▶ **EXERCISE OBJECTIVE**:
Without skipping anything, print all of the data exactly.

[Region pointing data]

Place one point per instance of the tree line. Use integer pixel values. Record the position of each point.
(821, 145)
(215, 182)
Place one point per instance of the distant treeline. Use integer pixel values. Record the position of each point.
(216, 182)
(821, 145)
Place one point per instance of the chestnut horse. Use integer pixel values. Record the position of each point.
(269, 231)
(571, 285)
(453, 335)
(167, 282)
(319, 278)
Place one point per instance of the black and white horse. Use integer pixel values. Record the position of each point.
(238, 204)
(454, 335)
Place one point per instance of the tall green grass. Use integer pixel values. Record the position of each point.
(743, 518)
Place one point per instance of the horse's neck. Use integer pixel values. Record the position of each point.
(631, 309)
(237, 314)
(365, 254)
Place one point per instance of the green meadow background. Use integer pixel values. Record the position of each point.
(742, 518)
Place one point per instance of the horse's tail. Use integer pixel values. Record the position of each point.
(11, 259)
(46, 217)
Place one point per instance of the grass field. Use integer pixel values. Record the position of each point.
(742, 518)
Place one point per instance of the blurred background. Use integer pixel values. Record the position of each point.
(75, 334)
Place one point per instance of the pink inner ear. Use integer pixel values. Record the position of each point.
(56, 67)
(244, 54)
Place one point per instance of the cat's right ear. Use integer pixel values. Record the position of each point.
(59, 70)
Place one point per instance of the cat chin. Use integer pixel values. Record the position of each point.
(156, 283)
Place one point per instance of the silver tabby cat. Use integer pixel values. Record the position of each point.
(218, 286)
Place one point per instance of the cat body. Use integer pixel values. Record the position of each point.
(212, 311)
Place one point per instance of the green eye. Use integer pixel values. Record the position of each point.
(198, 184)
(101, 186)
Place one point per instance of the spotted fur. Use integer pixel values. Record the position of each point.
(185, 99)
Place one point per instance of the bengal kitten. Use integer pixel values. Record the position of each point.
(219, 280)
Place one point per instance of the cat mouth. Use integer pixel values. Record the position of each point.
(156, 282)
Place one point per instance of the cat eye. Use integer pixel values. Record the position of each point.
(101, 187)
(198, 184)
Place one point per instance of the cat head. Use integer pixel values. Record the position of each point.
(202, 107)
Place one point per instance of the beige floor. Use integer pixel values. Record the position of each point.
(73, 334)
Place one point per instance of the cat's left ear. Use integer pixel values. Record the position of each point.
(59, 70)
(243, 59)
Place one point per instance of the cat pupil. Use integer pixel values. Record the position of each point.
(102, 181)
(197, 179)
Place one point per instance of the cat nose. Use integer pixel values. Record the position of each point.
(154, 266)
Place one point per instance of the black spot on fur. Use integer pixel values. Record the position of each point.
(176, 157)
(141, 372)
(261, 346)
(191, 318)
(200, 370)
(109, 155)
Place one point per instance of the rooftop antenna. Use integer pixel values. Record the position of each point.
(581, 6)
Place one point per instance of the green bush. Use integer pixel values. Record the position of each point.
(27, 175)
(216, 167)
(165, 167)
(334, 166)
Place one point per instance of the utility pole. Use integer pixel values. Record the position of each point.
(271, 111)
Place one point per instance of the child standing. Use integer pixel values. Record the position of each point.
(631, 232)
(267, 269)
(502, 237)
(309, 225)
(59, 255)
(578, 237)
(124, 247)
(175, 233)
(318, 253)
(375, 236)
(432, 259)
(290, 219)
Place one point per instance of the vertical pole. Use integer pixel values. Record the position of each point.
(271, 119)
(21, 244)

▶ **TASK OUTPUT**:
Place one point per instance of the tree line. Use integer pixel values. Record the position of each point.
(821, 145)
(215, 182)
Place one point per instance of the distant treeline. Use integer pixel values. Record the position of each point.
(216, 182)
(821, 145)
Place one point per instance of the chestnut horse. Use integer pixel values. Record the position of each point.
(269, 231)
(571, 285)
(453, 335)
(167, 282)
(319, 278)
Place one point per instance of the black and white horse. Use integer pixel values. Record the position of each point.
(238, 204)
(454, 335)
Place one point per instance of the tall green grass. Use integer pixel values. Record the position of each point.
(743, 518)
Place one point per instance of the horse's neck. Use integer pixel values. Record the position of each point.
(631, 309)
(237, 314)
(365, 254)
Place one point per instance of the green meadow background. Use integer pixel values. Record the position of each point.
(742, 518)
Place one point per instance of the horse's tail. Use integer pixel values. Record the position of each point.
(11, 259)
(46, 217)
Place one point per instance of the grass field. Use integer pixel values. Record the position of each point.
(742, 518)
Place one point per instance of the blurred background. Use integer pixel values. Record the position of each point.
(75, 334)
Place one point per instance of the pink inner ear. Use integer pixel values. Record the position of each point.
(56, 67)
(244, 54)
Place one point per instance of the cat's right ear. Use integer pixel values. Record the position of each point.
(59, 70)
Place one point per instance of the cat chin. Use integer pixel values. Record the position of each point.
(156, 283)
Place one point per instance of the silver tabby cat. Use integer pixel values. Record the position of each point.
(218, 286)
Place one point per instance of the cat body. Use integer pixel values. Record the position of each point.
(212, 311)
Place one point per instance of the green eye. Use integer pixel values. Record the position of each point.
(198, 184)
(101, 186)
Place one point per instance of the spotted fur. Use integer pixel values. Record the position of each point.
(185, 99)
Place one point per instance of the bengal kitten. Use integer pixel values. Record the position of each point.
(219, 280)
Place one point per instance of the cat mouth. Use integer pixel values. Record the position of each point.
(156, 282)
Place one point per instance of the cat eye. Use integer pixel values. Record the position of each point.
(101, 187)
(198, 184)
Place one point per instance of the cat head. Use integer pixel values. Record the position of each point.
(202, 107)
Place one point per instance of the beige floor. Use integer pixel values. Record the position of each point.
(73, 334)
Place one point per instance of the cat's left ear. Use integer pixel values. Record the position of each point.
(59, 70)
(243, 59)
Place one point per instance of the cat pupil. Use integer pixel values. Record the position of each point.
(102, 181)
(197, 179)
Place one point per instance of the cat nose. Use integer pixel values. Record the position of each point.
(154, 266)
Place one point per instance of the black spot on fur. Use integer pixel values. Record the position of each point.
(176, 157)
(141, 372)
(261, 346)
(191, 318)
(200, 370)
(109, 155)
Place one point per instance of the rooftop antenna. Use integer pixel values. Record the position of each point.
(581, 6)
Place one point per instance of the green bush. Use integer pixel values. Record the position of each point.
(27, 175)
(216, 167)
(165, 167)
(334, 166)
Place one point per instance of the utility pole. Use integer pixel values. Record the position of each point.
(271, 111)
Place one point per instance of the child standing. Use integer pixel values. Record the position of each point.
(631, 232)
(267, 269)
(502, 237)
(309, 225)
(59, 255)
(578, 237)
(124, 247)
(175, 233)
(318, 253)
(375, 236)
(432, 259)
(290, 219)
Place one point per instance of the vertical pole. Use integer pixel values. Record the position of each point.
(271, 119)
(21, 244)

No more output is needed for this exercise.